### [Requirement]
Please extend the market outlook below on predictions for the second half of 2017, starting right after its final sentence.
----- Text
It is hard to believe that we sit at the last trading day of the second quarter of 2017. The first half of the year will be in the books at the close of trading today. The dog days of summer now are at hand.
The major indices have performed well so far in 2017, but the advance hardly has been broad-based and small-caps markedly have underperformed their larger-cap brethren to this point of the year. As we head into the rest of 2017, here are three predictions for the markets for the third and fourth quarters directly ahead
The market will not be led by the FAANG stocks in the second half of 2017
Earlier in the month, about 40% of the Nasdaq's 20% advance was accounted for by the top five stocks by market cap. The so-called FAANG stocks were a major story in the first half of the year. However, their advances have modulated since Alphabet Inc. (GOOGL) and Amazon.com Inc. (AMZN) both hit the magical milestone of $1,000 a share. Most if not all of their gains for 2017 seem already baked in for the year and I think these equities underperform the market in the second half of 2017.
Financials should perform well in the second half of 2017
The Federal Reserve slowly is hiking rates a quarter point at a time. Major banks also just passed their annual stress tests, which will allow them to raise dividend payouts and increase stock buybacks. With GDP growth set to accelerate from the 1.4% level of the first quarter, financials look well-positioned to benefit in the second half of 2017. This especially should be the case if Congress manages to pass tax and regulatory reforms by year-end. The financials have started to act better over the past month, and I look for this trend to continue in the second half of 2017.
----------
----- Data for review
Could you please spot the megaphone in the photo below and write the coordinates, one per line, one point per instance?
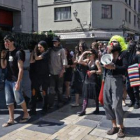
(106, 59)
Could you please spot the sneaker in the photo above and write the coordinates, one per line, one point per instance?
(74, 105)
(82, 113)
(121, 133)
(113, 130)
(136, 106)
(96, 111)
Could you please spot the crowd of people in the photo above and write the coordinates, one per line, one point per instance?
(53, 71)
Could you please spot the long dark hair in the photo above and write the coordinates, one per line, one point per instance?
(132, 52)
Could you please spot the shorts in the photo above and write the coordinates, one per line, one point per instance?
----------
### [Written answer]
Merger-and-acquisition activity will come back to the biotech sector
After a promising start to the year, deal activity in the biotech sector has been deader than a doorknob since the middle of February. Part of this lack of M&A activity probably can be attributed to the drug and biotech giants waiting to see what happens with tax reform. Any effort that included a "tax holiday" that would allow them to repatriate the hundreds of billions they have stranded in their overseas operations would boost acquisitions.
Regardless, pipelines need to be replenished and these giants certainly have the free cash flow and balance sheets to do so. I look for deal activity to pick up substantially before the end of the year. Names such as Acadia Pharmaceuticals Inc. (ACAD) , BioMarin Pharmaceuticals Inc. (BMRN) and even Bristol-Myers Squibb Co. (BMY) all could be logical targets if deal flow picks up in the second half of 2017.
And those are my three predictions for the second half of 2017 as we look to close out the first half of the year on a winning note in trading today.